TEXTE:
Entre Washington et Pékin, le monde se fracture : la rivalité technologique et industrielle redessine les cartes du pouvoir. Au centre de cette confrontation, l’Afrique se voit sommée de choisir son rôle : périphérie exploitée ou acteur souverain du nouvel ordre mondial. © LAREPUBLICA.CD
Le grand récit de la mondialisation semblait scellé. L’ouverture des marchés, la libre circulation des capitaux, le retrait de l’État au profit des forces du marché avaient été érigés en dogme indépassable. L’Afrique, sommée d’appliquer les programmes d’ajustement structurel, avait payé au prix fort cette orthodoxie : industries détruites, agricultures locales laminées, États fragilisés, sociétés livrées aux logiques du néopatrimonialisme et de la dépendance.

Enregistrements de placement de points
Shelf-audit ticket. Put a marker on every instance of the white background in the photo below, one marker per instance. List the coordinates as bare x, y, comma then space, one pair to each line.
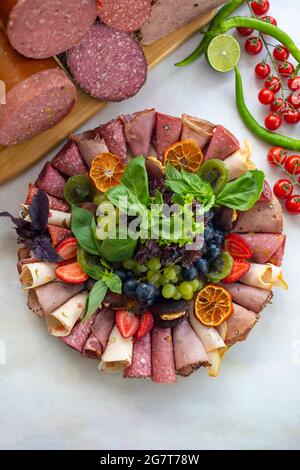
51, 398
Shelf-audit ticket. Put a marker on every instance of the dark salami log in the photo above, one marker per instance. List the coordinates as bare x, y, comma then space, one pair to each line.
163, 364
124, 15
108, 64
38, 95
42, 29
141, 367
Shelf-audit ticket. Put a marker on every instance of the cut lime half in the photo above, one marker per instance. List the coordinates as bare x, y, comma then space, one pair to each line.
223, 53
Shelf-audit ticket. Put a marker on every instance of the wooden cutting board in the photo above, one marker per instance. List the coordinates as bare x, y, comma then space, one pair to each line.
16, 159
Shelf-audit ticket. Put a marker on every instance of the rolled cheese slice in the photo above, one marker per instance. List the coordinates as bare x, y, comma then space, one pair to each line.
118, 353
240, 162
264, 276
61, 321
37, 274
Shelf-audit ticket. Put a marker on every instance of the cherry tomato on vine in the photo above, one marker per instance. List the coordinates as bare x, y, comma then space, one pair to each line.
292, 116
260, 7
253, 45
262, 70
273, 122
276, 155
273, 83
281, 53
283, 189
294, 83
286, 69
293, 204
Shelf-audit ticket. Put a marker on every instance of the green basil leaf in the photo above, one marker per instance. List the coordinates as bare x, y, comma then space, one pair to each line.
81, 227
135, 178
242, 193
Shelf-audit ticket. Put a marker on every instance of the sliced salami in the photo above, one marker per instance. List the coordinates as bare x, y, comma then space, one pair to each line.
108, 64
222, 144
163, 363
139, 128
141, 367
124, 15
51, 181
68, 160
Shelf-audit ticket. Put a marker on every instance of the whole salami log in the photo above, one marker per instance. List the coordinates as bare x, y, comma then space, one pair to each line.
141, 367
41, 29
188, 349
38, 95
163, 364
108, 64
124, 15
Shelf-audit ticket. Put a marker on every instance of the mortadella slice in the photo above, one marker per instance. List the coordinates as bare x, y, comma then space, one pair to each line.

CONSIGNES DE L'EXERCICE:
a: Citez le passage du texte sur la mondialisation qui commence par les mots contenant « Entre Washington et » et se termine par « de la dépendance. ».
b: Répondez à ces questions d'après le texte sur la mondialisation :
(i) Entre quelles deux capitales le monde se fracture-t-il ?
(ii) Quels programmes l'Afrique a-t-elle été sommée d'appliquer ?
(iii) Entre quels deux rôles l'Afrique doit-elle choisir ?
Ce matériel n'intervient pas ici.

RÉPONSES PROPOSÉES:
a:
Entre Washington et Pékin, le monde se fracture : la rivalité technologique et industrielle redessine les cartes du pouvoir. Au centre de cette confrontation, l’Afrique se voit sommée de choisir son rôle : périphérie exploitée ou acteur souverain du nouvel ordre mondial. © LAREPUBLICA.CD
Le grand récit de la mondialisation semblait scellé. L’ouverture des marchés, la libre circulation des capitaux, le retrait de l’État au profit des forces du marché avaient été érigés en dogme indépassable. L’Afrique, sommée d’appliquer les programmes d’ajustement structurel, avait payé au prix fort cette orthodoxie : industries détruites, agricultures locales laminées, États fragilisés, sociétés livrées aux logiques du néopatrimonialisme et de la dépendance.

b:
(i) Entre Washington et Pékin.
(ii) Les programmes d'ajustement structurel.
(iii) Entre le rôle de périphérie exploitée et celui d'acteur souverain du nouvel ordre mondial.